• [What you will do] Reproduce verbatim the lines of the entries from the line with "Reviewer note: every instance of the beige" to the line with "column 511, row 317", including both of those lines.

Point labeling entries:
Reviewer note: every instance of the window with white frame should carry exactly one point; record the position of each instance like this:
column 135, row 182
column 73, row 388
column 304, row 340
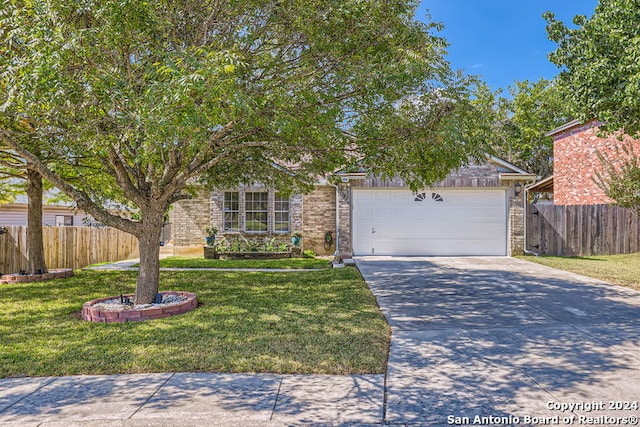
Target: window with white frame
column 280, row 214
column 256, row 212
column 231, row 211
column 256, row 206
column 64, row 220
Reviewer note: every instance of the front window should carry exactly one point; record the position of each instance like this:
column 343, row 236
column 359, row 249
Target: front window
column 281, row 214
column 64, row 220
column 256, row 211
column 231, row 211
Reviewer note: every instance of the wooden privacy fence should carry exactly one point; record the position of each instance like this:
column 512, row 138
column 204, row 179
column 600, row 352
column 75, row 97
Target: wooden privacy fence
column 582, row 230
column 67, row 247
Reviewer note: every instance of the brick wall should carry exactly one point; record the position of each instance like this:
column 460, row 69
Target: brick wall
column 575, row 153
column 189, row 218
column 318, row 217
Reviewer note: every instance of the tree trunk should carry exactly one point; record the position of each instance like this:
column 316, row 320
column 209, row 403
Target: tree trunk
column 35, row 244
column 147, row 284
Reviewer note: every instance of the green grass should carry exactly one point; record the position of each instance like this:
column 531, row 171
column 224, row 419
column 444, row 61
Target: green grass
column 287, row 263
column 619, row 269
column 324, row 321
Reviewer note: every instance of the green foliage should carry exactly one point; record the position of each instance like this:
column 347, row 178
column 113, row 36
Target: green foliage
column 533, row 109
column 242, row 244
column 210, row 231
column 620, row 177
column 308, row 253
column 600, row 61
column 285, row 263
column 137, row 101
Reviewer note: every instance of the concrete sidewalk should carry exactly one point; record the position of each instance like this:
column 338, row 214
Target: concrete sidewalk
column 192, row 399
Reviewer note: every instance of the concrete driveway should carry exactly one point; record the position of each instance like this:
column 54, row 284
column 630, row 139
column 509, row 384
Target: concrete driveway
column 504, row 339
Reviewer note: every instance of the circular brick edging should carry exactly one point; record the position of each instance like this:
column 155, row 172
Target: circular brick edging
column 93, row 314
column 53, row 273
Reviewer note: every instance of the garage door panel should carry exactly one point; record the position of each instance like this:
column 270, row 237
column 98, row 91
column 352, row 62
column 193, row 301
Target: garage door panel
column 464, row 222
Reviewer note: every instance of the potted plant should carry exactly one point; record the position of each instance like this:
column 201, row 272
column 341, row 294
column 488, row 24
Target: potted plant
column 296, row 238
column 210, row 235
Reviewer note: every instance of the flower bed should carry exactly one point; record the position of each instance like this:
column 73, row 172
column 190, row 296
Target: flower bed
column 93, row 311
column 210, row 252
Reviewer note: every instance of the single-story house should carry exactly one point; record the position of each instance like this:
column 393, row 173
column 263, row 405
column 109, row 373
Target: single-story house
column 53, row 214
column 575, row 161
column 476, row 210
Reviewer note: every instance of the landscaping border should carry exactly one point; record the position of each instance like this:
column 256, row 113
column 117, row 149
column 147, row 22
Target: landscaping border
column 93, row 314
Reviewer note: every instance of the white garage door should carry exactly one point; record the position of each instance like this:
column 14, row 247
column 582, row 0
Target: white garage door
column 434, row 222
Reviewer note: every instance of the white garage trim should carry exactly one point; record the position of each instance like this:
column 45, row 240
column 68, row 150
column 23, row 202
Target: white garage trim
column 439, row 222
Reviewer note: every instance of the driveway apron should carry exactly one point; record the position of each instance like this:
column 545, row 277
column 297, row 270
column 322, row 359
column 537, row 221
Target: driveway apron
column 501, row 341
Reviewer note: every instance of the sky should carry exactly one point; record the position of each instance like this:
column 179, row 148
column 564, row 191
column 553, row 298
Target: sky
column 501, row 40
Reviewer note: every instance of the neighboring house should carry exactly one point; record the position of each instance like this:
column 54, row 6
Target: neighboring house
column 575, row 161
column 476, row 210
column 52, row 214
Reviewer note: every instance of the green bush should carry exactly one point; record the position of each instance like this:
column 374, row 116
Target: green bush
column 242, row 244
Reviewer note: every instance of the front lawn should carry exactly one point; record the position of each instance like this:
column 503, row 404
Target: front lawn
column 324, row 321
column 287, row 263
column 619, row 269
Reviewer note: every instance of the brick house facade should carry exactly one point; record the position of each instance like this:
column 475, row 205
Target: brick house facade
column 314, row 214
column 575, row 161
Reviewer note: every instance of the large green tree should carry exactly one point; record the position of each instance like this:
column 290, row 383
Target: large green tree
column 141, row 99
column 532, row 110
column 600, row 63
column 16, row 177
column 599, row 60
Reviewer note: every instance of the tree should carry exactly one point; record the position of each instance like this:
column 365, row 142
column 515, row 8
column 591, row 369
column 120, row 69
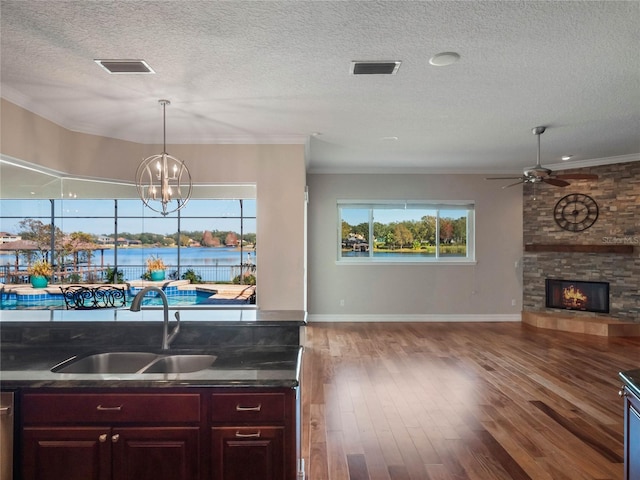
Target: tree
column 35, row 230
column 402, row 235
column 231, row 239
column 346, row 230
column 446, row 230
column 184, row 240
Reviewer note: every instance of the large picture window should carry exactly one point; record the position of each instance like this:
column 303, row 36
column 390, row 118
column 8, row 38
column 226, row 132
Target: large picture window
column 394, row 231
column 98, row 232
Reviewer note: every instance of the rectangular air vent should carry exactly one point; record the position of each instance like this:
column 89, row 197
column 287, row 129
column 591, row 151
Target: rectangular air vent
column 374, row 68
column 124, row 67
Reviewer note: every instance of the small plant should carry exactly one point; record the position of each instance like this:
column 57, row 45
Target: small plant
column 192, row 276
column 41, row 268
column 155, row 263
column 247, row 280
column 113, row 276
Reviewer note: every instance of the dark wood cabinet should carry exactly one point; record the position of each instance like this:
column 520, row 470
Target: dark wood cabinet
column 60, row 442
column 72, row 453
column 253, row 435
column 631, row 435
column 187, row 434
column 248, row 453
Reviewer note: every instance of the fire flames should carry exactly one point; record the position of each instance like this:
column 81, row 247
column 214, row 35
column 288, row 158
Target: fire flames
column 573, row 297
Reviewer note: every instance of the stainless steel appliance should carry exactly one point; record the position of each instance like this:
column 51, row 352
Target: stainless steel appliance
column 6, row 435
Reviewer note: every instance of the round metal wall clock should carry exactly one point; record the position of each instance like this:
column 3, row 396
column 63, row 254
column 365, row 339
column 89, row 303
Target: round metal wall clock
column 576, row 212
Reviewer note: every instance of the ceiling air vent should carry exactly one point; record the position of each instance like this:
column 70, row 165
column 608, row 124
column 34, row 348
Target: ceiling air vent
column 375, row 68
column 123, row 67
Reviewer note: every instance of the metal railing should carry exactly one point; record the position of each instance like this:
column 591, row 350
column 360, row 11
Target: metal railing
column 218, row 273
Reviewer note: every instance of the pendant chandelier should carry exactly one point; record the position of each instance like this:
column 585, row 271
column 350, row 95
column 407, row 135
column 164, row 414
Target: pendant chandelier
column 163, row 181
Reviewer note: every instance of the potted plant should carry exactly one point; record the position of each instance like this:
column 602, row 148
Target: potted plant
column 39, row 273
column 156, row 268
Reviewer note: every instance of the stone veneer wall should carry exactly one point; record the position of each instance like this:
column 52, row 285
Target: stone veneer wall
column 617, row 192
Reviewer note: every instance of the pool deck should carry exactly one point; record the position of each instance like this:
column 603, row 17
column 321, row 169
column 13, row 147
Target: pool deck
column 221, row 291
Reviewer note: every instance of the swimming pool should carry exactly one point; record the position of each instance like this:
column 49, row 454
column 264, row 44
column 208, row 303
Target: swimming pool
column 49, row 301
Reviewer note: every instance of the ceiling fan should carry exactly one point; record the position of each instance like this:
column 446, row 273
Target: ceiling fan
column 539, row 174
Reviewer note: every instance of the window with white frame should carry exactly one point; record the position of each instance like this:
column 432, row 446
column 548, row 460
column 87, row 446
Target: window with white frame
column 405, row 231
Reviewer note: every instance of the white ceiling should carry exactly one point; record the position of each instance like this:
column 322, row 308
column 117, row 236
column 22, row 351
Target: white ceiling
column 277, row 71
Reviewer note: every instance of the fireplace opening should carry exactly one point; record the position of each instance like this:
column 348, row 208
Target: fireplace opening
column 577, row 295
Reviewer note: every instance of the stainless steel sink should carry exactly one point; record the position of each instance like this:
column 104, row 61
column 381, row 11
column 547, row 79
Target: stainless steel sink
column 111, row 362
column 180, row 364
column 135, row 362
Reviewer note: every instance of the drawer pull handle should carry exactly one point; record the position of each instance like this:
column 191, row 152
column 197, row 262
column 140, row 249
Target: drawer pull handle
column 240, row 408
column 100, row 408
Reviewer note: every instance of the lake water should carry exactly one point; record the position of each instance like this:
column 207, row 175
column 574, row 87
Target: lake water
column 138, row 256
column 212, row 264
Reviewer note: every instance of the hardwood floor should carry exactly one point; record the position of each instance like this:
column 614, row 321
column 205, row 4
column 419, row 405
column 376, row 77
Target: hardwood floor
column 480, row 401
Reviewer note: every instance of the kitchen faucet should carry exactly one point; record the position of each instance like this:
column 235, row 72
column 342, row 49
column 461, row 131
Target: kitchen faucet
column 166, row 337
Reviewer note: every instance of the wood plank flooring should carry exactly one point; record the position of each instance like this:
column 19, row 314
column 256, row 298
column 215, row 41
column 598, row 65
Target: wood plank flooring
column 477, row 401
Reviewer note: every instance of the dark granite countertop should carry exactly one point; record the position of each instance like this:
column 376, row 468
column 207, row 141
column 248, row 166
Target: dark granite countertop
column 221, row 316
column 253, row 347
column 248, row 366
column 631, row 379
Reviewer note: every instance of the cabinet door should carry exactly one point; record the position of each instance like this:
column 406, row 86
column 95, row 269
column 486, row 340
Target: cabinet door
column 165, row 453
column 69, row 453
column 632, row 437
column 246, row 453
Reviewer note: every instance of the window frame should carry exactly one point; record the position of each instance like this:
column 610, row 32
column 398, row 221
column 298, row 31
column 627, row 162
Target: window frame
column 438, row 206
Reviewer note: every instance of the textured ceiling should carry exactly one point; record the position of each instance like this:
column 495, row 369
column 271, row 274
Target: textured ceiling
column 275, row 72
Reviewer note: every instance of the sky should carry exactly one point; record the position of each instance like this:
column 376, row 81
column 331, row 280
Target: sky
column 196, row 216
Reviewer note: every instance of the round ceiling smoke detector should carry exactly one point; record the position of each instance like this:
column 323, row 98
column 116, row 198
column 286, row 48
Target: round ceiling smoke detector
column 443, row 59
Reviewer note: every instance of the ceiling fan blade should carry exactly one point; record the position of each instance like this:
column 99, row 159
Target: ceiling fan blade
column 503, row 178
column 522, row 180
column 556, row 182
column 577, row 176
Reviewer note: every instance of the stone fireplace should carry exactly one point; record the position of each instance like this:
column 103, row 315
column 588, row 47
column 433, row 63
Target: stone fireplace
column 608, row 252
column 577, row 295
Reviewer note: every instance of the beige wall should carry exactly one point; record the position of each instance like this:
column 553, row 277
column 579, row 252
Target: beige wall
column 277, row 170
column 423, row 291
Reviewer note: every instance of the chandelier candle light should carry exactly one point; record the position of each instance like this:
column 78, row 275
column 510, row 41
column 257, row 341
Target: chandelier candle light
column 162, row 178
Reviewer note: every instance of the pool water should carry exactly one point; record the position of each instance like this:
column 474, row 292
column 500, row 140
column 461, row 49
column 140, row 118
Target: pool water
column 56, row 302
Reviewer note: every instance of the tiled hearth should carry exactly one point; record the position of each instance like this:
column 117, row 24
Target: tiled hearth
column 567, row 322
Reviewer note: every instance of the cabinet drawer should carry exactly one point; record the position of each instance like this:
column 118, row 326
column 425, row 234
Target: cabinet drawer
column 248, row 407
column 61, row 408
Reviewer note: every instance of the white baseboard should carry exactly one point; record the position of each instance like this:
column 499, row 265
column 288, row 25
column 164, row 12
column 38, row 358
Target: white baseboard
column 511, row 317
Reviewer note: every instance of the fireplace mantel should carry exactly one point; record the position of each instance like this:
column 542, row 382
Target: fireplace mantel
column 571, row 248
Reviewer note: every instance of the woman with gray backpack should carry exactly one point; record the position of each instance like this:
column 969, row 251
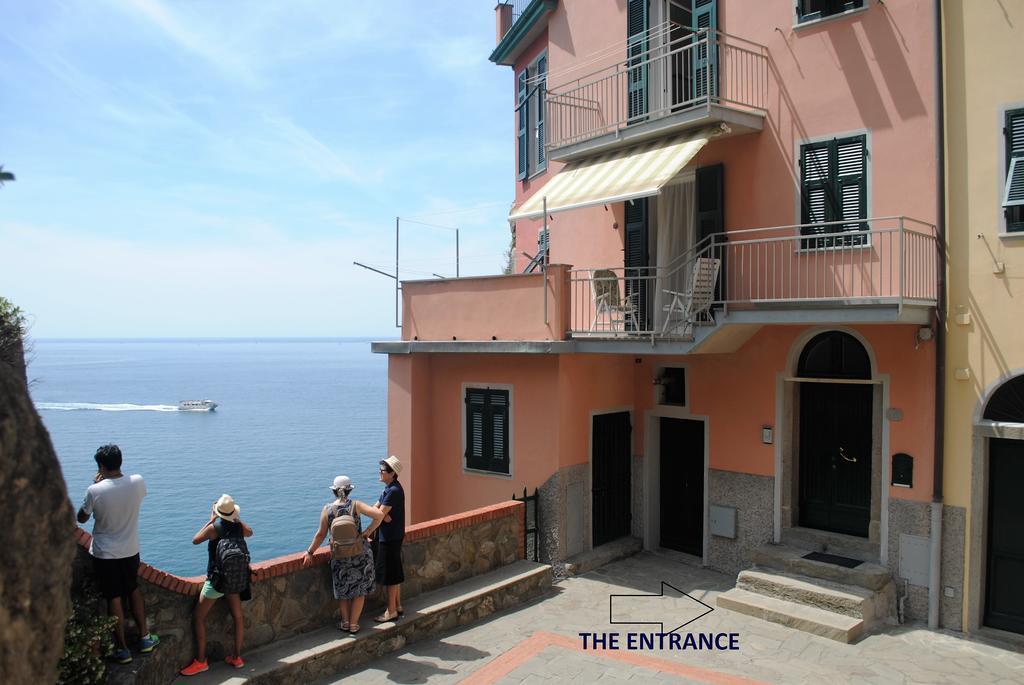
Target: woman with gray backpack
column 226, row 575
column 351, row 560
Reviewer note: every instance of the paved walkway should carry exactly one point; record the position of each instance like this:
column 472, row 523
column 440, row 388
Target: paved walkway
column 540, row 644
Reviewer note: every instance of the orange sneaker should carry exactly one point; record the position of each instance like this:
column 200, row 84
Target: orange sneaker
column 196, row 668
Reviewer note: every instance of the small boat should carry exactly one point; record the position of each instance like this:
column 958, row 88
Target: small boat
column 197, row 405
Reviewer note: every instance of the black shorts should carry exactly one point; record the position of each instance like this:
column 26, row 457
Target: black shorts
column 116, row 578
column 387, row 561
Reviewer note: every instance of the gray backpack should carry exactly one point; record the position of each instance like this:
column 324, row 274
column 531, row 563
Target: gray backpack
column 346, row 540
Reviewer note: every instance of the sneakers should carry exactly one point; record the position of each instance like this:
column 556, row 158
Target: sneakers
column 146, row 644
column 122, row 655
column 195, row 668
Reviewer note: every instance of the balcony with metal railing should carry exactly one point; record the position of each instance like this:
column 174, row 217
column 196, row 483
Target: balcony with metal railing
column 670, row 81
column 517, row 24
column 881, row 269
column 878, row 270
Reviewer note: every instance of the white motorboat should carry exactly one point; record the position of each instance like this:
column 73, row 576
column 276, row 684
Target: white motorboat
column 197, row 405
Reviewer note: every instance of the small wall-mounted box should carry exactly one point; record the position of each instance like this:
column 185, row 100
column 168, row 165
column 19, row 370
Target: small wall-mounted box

• [Output for this exercise]
Reviewer note: every instance of the beige wall should carry exactly one point; record the position of each instance like this:
column 553, row 277
column 579, row 252
Target: beige wall
column 277, row 170
column 423, row 291
Reviewer note: every instance of the chandelier candle light should carry exactly one point; record the position of each instance like this:
column 78, row 275
column 510, row 41
column 257, row 341
Target: chandelier candle light
column 162, row 178
Reviewer note: every instance of the pool water should carry exactly one point; record the position of each instance like this:
column 474, row 292
column 500, row 140
column 461, row 49
column 140, row 118
Target: pool water
column 56, row 302
Reviewer note: every instance of the tiled hearth should carry exactly one point; record the position of each instance like this:
column 117, row 24
Target: tiled hearth
column 567, row 322
Reviewer note: every instance of the cabinet drawer should carry exactly one point; record the position of each instance like this:
column 118, row 326
column 425, row 234
Target: cabinet drawer
column 248, row 407
column 61, row 408
Reviewer note: every instance of the white baseboard should carry exactly one point; record the position of each instance like this:
column 499, row 265
column 288, row 25
column 164, row 12
column 38, row 358
Target: white baseboard
column 511, row 317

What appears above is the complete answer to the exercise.